DOCUMENT EXTRACT ▸

***

How STAR Saved My Life and Gave Me a Second “Career”
By Vilma Ginzberg
Depressed/suicidal, 62 years old with a successful practice in Wisconsin, I go to Pocket Ranch [California] on personal retreat, while a STAR is going on simultaneously. We all eat in the same dining room. I am depressed but not stupid; my therapist eyes can see the profound and daily changes in the STAR participants. I ask Barbara what that is; she tells me about STAR. I ask if I can have some of that. She says there is one opening left in the next STAR in June. I take it.
I do my STAR, a 21-day “workshop.” My birthwork is profoundly insightful, my reader Helen Kincheloe incredibly patient and nurturing though she calls me on my games. I “know” my life has been literally saved.
Visiting my aged mother in New Jersey, I ask her about my actual birth. After some hesitation and embarrassment on her part, she describes the same birth I had re-experienced in STAR. Now I know for sure I had not just made it up.

***

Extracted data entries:
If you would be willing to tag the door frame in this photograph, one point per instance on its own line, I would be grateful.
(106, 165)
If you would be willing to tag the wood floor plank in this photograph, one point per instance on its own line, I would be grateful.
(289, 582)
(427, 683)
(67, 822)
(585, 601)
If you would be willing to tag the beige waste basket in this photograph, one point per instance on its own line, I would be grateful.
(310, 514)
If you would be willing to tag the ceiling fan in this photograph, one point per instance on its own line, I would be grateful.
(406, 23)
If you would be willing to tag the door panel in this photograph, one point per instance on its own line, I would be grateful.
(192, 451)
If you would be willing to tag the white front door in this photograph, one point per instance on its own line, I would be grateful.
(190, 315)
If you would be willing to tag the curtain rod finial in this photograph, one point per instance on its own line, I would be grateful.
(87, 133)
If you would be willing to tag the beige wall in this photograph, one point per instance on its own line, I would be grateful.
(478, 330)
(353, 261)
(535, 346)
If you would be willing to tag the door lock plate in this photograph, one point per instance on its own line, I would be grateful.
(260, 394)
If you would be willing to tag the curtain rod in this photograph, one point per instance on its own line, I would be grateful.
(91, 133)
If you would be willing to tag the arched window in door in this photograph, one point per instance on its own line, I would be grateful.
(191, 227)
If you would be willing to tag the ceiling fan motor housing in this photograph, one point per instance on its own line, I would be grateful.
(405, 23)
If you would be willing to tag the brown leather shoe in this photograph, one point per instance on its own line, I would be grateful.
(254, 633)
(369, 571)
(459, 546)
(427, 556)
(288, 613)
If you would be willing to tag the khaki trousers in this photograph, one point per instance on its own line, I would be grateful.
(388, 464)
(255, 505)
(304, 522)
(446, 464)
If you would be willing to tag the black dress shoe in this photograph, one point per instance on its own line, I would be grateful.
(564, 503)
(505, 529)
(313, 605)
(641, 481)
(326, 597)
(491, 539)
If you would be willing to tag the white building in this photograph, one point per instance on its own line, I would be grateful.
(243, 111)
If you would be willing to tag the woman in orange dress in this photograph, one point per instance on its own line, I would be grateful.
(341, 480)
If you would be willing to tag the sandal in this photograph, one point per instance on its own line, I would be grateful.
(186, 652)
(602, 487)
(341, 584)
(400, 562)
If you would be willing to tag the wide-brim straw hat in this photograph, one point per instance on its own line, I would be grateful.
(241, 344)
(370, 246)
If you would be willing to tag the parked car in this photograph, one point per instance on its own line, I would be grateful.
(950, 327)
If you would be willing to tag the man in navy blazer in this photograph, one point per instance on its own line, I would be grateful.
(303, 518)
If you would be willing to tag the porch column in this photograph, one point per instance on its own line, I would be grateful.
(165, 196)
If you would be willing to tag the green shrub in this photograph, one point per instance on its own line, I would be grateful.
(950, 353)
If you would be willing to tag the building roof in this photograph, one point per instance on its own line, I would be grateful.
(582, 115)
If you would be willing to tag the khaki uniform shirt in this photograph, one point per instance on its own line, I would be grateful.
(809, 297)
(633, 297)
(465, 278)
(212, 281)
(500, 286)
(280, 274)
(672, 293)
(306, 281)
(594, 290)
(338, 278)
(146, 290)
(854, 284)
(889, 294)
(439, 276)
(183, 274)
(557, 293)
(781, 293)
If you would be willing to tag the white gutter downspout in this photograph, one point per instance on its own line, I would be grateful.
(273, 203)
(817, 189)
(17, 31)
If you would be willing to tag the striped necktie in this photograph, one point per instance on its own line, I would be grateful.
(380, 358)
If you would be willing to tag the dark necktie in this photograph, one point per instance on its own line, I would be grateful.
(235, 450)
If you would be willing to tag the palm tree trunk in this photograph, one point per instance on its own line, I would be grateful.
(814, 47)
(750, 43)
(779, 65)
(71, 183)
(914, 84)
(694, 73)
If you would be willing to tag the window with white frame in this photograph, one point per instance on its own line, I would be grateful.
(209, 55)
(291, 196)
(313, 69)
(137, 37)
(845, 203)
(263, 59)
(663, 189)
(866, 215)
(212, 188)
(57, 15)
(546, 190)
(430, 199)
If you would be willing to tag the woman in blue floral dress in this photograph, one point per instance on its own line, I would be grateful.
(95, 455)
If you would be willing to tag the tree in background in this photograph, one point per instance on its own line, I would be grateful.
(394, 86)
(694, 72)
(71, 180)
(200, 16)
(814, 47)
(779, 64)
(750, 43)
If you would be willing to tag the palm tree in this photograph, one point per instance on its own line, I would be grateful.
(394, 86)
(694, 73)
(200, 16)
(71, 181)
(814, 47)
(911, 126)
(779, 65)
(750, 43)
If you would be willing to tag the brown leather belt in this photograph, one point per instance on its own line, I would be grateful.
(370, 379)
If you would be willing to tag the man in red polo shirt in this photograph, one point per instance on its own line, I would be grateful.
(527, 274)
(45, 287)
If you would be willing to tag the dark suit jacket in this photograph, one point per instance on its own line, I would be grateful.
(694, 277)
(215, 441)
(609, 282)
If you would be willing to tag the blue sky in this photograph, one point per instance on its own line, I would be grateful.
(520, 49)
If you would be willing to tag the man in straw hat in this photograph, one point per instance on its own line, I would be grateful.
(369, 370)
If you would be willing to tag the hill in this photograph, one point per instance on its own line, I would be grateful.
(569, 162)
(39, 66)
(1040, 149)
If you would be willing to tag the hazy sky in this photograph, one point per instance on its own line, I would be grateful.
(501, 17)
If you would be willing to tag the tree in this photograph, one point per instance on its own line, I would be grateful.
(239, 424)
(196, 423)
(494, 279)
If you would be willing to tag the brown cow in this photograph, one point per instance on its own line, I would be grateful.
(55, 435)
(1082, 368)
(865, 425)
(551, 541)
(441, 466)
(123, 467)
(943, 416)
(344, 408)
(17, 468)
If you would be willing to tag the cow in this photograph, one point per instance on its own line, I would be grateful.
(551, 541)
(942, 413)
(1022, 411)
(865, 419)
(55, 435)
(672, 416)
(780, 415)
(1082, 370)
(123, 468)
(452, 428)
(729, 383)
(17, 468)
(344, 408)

***

QUESTIONS ON THE MATERIAL ▸
(a) From the STAR essay, output the passage starting with "How STAR Saved" and going on through "June. I take it.".
(b) In the STAR essay, how many days does the STAR workshop last?

PROBLEM SOLUTIONS ▸
(a)
How STAR Saved My Life and Gave Me a Second “Career”
By Vilma Ginzberg
Depressed/suicidal, 62 years old with a successful practice in Wisconsin, I go to Pocket Ranch [California] on personal retreat, while a STAR is going on simultaneously. We all eat in the same dining room. I am depressed but not stupid; my therapist eyes can see the profound and daily changes in the STAR participants. I ask Barbara what that is; she tells me about STAR. I ask if I can have some of that. She says there is one opening left in the next STAR in June. I take it.

(b) 21 days